Dictatorship
autocratic form of government which is ruled by a sole leader
(Redirected from Dictator)
A dictatorship is a form of government characterized by a single leader or group of leaders and little or no toleration for political pluralism or independent programs or media.
QuotesEdit
- DICTATOR, n. The chief of a nation that prefers the pestilence of despotism to the plague of anarchy.
- Ambrose Bierce, The Cynic's Dictionary (1906); republished as The Devil's Dictionary (1911).
- Dictatorships foster oppression, dictatorships foster servitude, dictatorships foster cruelty; more abominable is the fact that they foster idiocy.
- Jorge Luis Borges, Statement to the Argentine Society of Letters (c.1946).
- You don't get everything you want. A dictatorship would be a lot easier.
- George W. Bush, responding to the difficulties of governing Texas, "The Taming of Texas", Governing Magazine (July 1998); also cited in Is our Children Learning?: The Case Against George W. Bush (2000) by Paul Begala.

**Material provided**.
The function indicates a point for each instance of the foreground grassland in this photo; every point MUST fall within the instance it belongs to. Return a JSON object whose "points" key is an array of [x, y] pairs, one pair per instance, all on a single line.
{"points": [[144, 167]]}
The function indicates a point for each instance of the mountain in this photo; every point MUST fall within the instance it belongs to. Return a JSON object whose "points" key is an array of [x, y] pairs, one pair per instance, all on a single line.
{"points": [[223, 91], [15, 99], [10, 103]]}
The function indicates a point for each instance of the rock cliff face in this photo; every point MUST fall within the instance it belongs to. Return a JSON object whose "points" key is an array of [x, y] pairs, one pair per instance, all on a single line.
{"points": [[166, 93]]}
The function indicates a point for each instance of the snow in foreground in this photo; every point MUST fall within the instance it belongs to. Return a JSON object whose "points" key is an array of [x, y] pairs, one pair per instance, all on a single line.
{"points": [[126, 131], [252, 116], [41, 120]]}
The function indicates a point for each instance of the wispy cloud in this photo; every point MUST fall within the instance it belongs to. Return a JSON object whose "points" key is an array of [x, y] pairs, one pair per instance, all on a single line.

**Short problem 1**.
Answer these from the dictatorship page:
(a) Under what title was The Cynic's Dictionary republished, and in what year?
(b) In the statement to the Argentine Society of Letters, what does the speaker call more abominable than the oppression, servitude and cruelty that dictatorships foster?
(c) In which magazine, and in what month and year, did the remark "A dictatorship would be a lot easier" appear?
**Short problem 2**.
Echo a passage from the dictatorship page. Begin at the words "A dictatorship is" and stop after "plague of anarchy.".

**Output 1**.
(a) The Devil's Dictionary, in 1911.
(b) The fact that dictatorships foster idiocy.
(c) Governing Magazine, July 1998.

**Output 2**.
A dictatorship is a form of government characterized by a single leader or group of leaders and little or no toleration for political pluralism or independent programs or media.
QuotesEdit
- DICTATOR, n. The chief of a nation that prefers the pestilence of despotism to the plague of anarchy.